# [Page]
◇ ◇ ◇ ◇ ◇

Relay Settings for LV Motors

[cherry2000]

In an article in EC&M, "NEMA standards for overload protection need closer look"
Jul 1, 1996 12:00 PM, Schindler, Robert, there were some interesting conclusions drawn.

Now my question : Is it justified to use a Class 20 relay curve or is the North American industry seriously thinking of adopting the Class 10 curve which is more stringent and gives closer motor overload\stall protection? Also, my another question is, if we use a Class 20 o/l relay, does it mean that the motor needs to sustain the locked rotor current for 20 sec? Is this OK from motor protection viewpoint?

 

[jraef]

It depends. The best course of action is to consult the motor manufacturer if you can.

In general terms though, if your motor was designed around NEMA standards, Class 20 is the typical protection curve they are designed to, and yes, that means NO MORE THAN 20 seconds at 600% current. To default to always using Class 10 is not bad for the motor, but may end up giving nuisance trips if your machine was designed around expecting a Class 20 operation.

◇ ◇ ◇ ◇ ◇

# [Given records]
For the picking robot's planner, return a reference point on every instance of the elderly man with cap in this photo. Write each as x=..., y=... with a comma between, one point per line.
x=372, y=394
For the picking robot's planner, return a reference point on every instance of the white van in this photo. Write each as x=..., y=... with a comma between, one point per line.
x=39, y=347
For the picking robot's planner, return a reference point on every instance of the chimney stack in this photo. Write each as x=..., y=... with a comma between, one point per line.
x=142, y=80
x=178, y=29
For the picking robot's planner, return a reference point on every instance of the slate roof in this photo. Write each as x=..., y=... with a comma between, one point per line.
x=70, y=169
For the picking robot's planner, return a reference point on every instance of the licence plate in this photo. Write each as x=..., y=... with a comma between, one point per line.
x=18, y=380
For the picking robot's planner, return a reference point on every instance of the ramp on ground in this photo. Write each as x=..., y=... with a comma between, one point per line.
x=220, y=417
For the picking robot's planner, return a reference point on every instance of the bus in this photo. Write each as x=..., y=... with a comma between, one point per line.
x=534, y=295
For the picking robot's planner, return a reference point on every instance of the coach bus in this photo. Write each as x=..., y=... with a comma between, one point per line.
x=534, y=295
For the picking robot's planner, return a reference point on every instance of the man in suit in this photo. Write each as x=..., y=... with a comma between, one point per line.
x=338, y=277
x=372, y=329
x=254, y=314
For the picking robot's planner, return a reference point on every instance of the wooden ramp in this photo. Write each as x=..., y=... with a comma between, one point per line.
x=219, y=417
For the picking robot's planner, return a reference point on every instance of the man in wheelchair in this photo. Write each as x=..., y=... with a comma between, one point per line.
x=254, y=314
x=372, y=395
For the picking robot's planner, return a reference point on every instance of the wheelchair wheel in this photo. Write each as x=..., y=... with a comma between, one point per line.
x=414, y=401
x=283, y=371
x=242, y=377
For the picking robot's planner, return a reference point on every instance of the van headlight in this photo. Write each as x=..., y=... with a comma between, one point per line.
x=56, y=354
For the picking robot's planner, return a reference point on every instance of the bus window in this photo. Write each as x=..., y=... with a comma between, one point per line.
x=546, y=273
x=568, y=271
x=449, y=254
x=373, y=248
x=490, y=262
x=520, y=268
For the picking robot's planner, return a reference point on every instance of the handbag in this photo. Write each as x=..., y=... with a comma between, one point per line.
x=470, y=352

◇ ◇ ◇ ◇ ◇

# [Work instructions]
a: In the relay settings thread, how long can a NEMA-designed motor under Class 20 protection run at 600% current?
b: In the rows, start at the line that has "man in wheelchair" and end after the line that has "x=242, y=377". Reproduce those lines verbatim.

# [Task responses]
a: No more than 20 seconds.

b:
For the picking robot's planner, return a reference point on every instance of the man in wheelchair in this photo. Write each as x=..., y=... with a comma between, one point per line.
x=254, y=314
x=372, y=395
For the picking robot's planner, return a reference point on every instance of the wheelchair wheel in this photo. Write each as x=..., y=... with a comma between, one point per line.
x=414, y=401
x=283, y=371
x=242, y=377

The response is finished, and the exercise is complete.